## Task to carry out
Your task is to return the line containing "Sample: [(384, 69)]" and each line after it through the end of the entries, exactly, with no other lines.

## Entries shown
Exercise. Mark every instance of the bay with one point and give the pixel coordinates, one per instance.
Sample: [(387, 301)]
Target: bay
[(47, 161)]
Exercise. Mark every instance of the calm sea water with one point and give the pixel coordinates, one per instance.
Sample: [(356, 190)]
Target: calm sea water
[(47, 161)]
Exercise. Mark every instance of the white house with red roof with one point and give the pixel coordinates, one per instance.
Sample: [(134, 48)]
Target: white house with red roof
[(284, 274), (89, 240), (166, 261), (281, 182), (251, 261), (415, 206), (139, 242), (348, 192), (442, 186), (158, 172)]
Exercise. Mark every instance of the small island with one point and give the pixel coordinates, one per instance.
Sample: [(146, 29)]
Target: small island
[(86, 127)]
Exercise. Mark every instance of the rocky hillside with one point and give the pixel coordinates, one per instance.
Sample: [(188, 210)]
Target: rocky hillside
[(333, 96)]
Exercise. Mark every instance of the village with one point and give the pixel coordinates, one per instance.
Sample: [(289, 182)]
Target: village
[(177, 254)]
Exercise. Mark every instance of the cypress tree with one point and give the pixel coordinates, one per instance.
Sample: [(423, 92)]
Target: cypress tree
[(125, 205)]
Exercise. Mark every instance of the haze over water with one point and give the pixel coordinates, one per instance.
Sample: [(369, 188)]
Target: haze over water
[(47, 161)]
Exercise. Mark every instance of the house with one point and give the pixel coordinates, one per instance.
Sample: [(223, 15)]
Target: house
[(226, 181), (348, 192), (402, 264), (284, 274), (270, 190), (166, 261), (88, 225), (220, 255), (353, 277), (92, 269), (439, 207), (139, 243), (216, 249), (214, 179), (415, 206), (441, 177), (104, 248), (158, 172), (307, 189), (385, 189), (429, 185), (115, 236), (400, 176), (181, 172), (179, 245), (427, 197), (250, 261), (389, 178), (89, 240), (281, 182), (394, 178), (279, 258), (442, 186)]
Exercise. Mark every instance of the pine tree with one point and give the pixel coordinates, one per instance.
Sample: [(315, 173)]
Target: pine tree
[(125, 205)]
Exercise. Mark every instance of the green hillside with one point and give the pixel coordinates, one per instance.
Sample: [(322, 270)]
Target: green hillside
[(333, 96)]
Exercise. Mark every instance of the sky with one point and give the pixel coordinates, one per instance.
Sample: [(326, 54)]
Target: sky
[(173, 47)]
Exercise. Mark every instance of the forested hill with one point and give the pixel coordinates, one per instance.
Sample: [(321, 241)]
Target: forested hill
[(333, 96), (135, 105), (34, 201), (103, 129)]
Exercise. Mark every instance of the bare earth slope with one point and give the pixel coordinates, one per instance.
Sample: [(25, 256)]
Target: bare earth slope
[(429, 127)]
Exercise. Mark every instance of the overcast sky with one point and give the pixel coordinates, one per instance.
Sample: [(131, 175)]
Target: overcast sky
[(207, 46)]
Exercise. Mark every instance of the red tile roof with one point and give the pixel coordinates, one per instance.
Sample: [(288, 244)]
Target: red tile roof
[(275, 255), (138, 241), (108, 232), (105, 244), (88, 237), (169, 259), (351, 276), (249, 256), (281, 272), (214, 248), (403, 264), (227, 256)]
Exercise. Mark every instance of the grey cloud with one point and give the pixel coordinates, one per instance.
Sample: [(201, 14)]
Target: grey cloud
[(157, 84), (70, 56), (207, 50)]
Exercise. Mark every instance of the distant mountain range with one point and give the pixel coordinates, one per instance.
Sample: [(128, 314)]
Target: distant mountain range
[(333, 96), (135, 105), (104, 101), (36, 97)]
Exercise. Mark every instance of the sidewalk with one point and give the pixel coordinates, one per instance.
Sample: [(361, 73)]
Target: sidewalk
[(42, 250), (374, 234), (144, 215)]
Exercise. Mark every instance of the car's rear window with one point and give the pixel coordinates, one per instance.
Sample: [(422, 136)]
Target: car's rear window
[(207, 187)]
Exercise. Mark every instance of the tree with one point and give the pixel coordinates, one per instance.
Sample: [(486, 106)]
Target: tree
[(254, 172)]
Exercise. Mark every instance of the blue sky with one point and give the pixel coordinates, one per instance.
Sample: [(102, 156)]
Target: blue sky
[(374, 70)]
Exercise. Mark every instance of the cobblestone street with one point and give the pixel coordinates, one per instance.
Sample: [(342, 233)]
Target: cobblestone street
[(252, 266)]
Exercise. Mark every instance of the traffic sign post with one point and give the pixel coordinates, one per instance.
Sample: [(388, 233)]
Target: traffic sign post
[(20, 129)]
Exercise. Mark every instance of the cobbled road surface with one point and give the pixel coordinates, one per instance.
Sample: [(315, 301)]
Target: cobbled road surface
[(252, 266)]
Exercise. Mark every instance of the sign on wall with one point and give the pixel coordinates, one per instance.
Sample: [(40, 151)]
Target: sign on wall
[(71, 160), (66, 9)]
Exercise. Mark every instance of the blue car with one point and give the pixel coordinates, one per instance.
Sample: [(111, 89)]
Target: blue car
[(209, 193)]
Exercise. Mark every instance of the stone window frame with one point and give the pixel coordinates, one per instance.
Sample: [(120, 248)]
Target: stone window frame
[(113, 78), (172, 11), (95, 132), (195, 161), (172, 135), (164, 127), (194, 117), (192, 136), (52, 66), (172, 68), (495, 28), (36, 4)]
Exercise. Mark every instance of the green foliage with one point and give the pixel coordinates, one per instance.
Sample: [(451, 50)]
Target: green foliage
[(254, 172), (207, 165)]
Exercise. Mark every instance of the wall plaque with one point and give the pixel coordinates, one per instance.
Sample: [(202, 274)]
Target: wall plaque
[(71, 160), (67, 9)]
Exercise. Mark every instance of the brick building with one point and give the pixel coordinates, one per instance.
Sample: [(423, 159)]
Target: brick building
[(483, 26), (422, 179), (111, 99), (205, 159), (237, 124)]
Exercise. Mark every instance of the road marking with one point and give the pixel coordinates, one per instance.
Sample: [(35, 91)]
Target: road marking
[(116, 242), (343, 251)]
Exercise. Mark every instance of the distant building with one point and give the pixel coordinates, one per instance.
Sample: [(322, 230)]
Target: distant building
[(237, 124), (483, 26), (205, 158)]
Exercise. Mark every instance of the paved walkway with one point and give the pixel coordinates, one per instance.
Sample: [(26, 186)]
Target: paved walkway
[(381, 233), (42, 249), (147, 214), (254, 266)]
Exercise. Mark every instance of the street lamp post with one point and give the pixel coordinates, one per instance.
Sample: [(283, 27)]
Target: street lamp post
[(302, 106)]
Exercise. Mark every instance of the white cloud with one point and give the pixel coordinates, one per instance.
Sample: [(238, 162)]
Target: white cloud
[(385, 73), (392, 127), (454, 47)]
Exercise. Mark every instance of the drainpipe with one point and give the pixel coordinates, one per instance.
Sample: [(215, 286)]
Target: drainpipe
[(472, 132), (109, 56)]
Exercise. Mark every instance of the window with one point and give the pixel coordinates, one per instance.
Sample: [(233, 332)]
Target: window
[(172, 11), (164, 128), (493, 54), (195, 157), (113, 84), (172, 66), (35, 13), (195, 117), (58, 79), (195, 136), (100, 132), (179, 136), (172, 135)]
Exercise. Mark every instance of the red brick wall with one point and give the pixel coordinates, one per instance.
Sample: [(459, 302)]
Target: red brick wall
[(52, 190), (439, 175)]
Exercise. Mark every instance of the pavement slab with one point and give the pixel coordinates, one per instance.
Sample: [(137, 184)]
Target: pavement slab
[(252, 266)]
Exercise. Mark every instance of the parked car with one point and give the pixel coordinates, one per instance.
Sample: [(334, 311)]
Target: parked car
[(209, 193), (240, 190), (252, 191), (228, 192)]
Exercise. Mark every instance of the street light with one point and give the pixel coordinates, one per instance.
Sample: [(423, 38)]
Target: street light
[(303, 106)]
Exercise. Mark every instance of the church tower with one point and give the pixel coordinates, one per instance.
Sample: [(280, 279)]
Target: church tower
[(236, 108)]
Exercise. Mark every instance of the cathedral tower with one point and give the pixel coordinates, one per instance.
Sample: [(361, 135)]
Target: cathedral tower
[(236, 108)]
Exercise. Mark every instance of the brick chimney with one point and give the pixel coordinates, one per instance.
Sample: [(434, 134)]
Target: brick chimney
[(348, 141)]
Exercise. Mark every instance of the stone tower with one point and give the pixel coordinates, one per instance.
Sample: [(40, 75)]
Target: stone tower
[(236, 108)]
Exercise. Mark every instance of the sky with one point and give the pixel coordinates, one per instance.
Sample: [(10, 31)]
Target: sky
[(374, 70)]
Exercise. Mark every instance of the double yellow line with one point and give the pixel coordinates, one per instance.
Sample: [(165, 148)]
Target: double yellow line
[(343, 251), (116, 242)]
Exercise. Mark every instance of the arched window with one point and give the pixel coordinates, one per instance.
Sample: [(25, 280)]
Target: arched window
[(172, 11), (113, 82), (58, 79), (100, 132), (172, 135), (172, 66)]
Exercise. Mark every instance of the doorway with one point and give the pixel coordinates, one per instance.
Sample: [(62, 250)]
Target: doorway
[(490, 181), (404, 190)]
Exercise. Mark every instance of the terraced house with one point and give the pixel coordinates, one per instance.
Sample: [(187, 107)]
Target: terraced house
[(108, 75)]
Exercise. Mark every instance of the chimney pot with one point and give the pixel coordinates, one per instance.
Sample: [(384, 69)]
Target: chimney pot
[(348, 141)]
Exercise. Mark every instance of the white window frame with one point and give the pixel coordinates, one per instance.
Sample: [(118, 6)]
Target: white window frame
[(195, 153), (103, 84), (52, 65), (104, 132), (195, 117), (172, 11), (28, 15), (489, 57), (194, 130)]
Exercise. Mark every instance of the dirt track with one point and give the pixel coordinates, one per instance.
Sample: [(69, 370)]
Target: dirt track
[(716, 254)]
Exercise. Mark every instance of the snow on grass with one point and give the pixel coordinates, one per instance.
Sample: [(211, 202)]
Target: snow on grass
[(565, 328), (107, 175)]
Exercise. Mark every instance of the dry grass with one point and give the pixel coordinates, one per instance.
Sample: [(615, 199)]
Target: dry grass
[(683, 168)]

## Solution
Sample: [(384, 69)]
Target: chimney pot
[(348, 141)]
Exercise. Mark every instance of the white window frame with one point and give the pixel coordinates, one per instance.
Sample: [(118, 6)]
Target: white window frame
[(195, 153), (103, 84), (52, 65), (104, 132), (195, 117), (172, 11), (28, 15), (489, 57), (194, 130)]
Exercise. Mark every instance of the dirt track with one point and give the pixel coordinates, one per instance.
Sample: [(69, 370)]
Target: dirt track
[(716, 254)]
Exercise. Mark every instance of the snow on grass with one point and give the pixel coordinates, one per instance.
Sample: [(211, 202)]
Target: snow on grass
[(565, 328), (107, 175)]
Exercise. Mark every instance of the dry grass with one point and give the pixel coordinates, one per instance.
Sample: [(615, 199)]
Target: dry grass
[(683, 168)]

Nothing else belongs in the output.